• _YOUR GOAL_: Retype every one of the entries below word for word, without changing anything.

• _SUPPLIED RECORDS_:
= = =
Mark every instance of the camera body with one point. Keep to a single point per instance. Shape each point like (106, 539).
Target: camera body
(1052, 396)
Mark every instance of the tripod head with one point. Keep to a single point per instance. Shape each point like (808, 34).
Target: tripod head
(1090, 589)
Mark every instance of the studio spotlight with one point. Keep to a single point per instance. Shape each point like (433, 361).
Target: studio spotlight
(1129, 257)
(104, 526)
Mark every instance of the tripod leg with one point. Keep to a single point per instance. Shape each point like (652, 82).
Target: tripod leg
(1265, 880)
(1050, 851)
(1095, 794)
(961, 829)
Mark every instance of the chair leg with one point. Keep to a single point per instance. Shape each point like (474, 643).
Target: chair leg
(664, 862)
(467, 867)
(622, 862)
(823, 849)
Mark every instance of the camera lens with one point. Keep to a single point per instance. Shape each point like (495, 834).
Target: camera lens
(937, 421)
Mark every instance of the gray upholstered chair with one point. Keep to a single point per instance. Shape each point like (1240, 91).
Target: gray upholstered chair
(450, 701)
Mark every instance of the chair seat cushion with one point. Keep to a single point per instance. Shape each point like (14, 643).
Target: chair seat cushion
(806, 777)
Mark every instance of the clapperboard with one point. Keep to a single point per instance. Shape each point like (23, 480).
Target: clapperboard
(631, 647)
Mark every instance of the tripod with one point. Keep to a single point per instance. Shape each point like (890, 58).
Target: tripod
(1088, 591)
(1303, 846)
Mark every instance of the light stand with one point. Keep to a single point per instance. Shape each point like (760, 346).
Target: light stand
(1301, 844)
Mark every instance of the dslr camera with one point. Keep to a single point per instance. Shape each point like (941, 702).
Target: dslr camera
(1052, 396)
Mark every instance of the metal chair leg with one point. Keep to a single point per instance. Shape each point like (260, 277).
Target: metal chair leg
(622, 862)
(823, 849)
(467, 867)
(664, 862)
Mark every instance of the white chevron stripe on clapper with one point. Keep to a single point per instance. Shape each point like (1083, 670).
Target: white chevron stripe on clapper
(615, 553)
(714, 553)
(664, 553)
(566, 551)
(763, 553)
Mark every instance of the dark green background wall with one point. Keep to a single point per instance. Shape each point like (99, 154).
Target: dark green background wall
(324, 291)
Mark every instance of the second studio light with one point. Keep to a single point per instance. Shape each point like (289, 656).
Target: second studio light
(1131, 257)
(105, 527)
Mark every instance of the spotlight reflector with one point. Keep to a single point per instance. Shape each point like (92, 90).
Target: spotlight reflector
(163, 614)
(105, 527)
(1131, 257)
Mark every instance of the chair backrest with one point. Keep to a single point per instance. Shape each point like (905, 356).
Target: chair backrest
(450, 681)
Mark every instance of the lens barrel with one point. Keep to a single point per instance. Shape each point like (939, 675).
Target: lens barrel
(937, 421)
= = =
• _EXERCISE OUTPUT_:
Mark every instance of the camera body with one point. Keep to a single point per instance. Shape each point like (106, 539).
Target: camera body
(1052, 396)
Mark every instance of the tripod head with one point. Keep to a single point per instance. Shape each point like (808, 34).
Target: tripod head
(1090, 589)
Mark every instance of the studio spotlight with one point. Keep to a single point per instance. Shape each point like (433, 361).
Target: studio spotlight
(1129, 257)
(104, 526)
Mark every instance of the tripod leg with one point. Keep to a single point per instance. Shape each point like (652, 82).
Target: tripod leg
(1265, 880)
(1050, 851)
(1095, 794)
(961, 829)
Mark every instance of the chair leg with one point. Keep to a single point per instance. Shape each point like (474, 643).
Target: chair leg
(664, 862)
(467, 867)
(622, 862)
(823, 849)
Mark every instance of the camera lens with one point. Keep to a single point per instance. Shape each point like (495, 834).
Target: camera lens
(937, 421)
Mark every instance of the gray upholstered chair with one point. Keep to a single point per instance. Shape each point like (1240, 91).
Target: gray upholstered chair
(450, 701)
Mark every instance of the chair seat cushion with one point. Keep to a single point per instance. Shape each point like (14, 643).
Target: chair seat cushion
(806, 777)
Mark every instance of the clapperboard with one point. Keep to a single point per instance. Shape each point like (23, 480).
Target: clapperboard
(631, 647)
Mark every instance of the tripod with one point. Keep to a single point per instance. Shape each point like (890, 58).
Target: tripod
(1088, 591)
(1303, 846)
Mark every instance of the light stand with one point. Keep to a single point per instance. Shape each point like (760, 346).
Target: light stand
(1301, 844)
Mark every instance of the dslr camera with one point. Keep to a single point per instance. Shape each point like (941, 702).
Target: dslr camera
(1052, 396)
Mark every instance of the metal chair leg with one point. Keep to a single point per instance. Shape each point like (260, 277).
Target: metal chair leg
(622, 862)
(823, 849)
(467, 867)
(664, 862)
Mark every instance of the white chevron stripe on clapper with one point. Keep to a single point per instance. Shape each point like (1083, 670).
Target: white chevron stripe on clapper
(615, 553)
(714, 553)
(664, 553)
(566, 551)
(763, 553)
Mark every instance of the dark green background wall with one point. Keep to a single point per instance. Shape each point like (99, 154).
Target: dark green background wall
(324, 291)
Mark every instance of the second studio light with one point. Keep to a single point per instance. Shape each point like (289, 656).
Target: second studio light
(1131, 257)
(105, 527)
Mark every instance of the spotlight reflector with one point. Keep to a single point per instance. Shape each point like (92, 90).
Target: spotlight reflector
(163, 614)
(105, 527)
(1131, 257)
Mark every instance of the chair backrest with one point. Keep to a single point per instance. Shape each point like (905, 356).
Target: chair backrest
(450, 681)
Mark every instance of the lens barrel with one point. Keep to a single point per instance. Shape each point like (939, 675).
Target: lens barrel
(937, 421)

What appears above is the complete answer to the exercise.